## TASK:
Locate every line in the data below that contains the word "iceberg" and copy each of those lines.

## DATA PROVIDED:
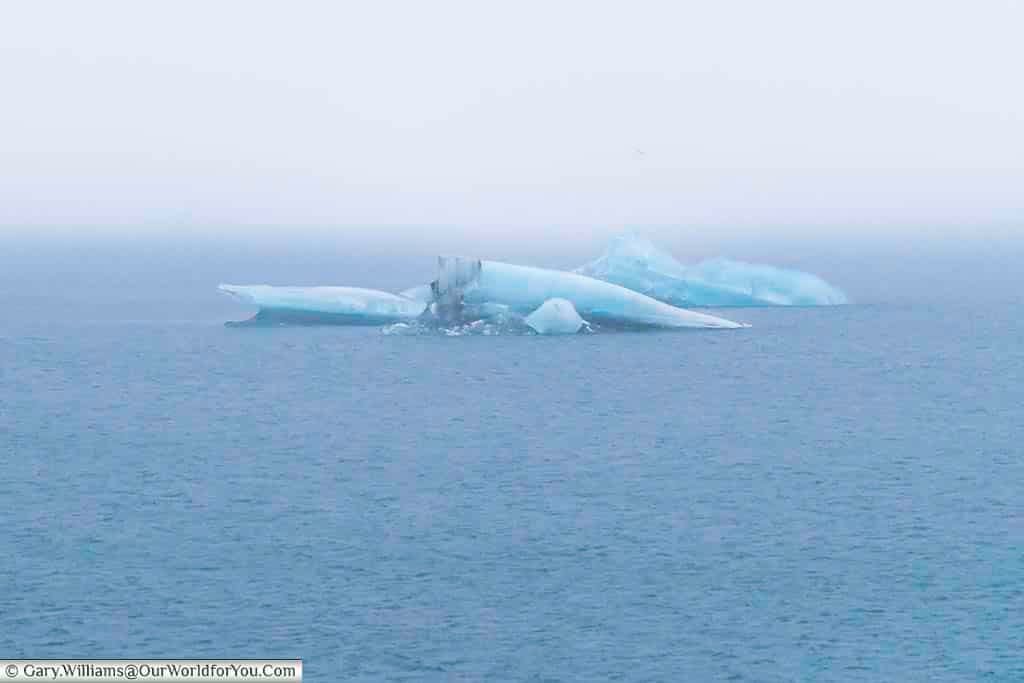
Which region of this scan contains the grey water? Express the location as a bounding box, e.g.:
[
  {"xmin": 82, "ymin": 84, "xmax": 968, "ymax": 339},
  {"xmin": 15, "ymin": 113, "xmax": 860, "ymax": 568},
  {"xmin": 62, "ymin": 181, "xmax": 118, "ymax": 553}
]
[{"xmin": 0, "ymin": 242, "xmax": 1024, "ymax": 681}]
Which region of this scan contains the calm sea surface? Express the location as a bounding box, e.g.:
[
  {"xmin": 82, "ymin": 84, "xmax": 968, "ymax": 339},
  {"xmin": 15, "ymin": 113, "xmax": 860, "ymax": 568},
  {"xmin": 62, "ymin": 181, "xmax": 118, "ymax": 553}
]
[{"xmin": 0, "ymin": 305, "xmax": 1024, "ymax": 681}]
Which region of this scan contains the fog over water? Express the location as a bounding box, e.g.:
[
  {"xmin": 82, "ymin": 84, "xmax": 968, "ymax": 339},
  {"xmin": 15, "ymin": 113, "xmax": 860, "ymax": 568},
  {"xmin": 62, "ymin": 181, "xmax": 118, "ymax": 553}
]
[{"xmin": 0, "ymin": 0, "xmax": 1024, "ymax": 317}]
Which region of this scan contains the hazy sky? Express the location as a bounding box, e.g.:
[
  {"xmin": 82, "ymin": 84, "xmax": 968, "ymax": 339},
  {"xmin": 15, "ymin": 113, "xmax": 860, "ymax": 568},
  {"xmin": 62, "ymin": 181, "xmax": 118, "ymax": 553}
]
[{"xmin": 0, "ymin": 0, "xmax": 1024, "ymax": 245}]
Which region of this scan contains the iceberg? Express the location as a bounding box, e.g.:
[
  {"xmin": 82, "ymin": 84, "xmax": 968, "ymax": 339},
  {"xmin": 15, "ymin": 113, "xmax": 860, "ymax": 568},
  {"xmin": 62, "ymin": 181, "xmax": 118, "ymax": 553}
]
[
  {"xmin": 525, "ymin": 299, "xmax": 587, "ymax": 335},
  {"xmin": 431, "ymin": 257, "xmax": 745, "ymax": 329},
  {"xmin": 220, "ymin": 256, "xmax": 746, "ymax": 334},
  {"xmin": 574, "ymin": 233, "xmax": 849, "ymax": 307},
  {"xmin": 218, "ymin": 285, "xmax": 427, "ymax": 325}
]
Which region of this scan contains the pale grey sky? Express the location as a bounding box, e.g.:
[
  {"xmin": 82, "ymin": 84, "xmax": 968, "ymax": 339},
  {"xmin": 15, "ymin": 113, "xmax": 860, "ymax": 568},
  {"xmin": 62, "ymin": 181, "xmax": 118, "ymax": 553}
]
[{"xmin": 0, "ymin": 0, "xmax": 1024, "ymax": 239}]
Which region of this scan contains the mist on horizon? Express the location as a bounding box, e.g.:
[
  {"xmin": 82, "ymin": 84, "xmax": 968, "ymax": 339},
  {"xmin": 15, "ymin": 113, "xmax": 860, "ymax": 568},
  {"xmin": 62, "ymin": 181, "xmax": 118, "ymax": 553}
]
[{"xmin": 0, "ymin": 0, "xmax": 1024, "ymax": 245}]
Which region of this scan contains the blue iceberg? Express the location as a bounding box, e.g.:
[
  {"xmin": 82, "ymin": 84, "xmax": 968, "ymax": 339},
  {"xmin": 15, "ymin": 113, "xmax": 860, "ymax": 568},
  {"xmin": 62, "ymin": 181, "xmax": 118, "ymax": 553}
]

## WRITTEN RESPONSE:
Which region of this scan contains the iceberg? Express the location as a bounding box, e.g.:
Which region of this scan contains the blue iceberg? Express the location as a bounding box, e.g.:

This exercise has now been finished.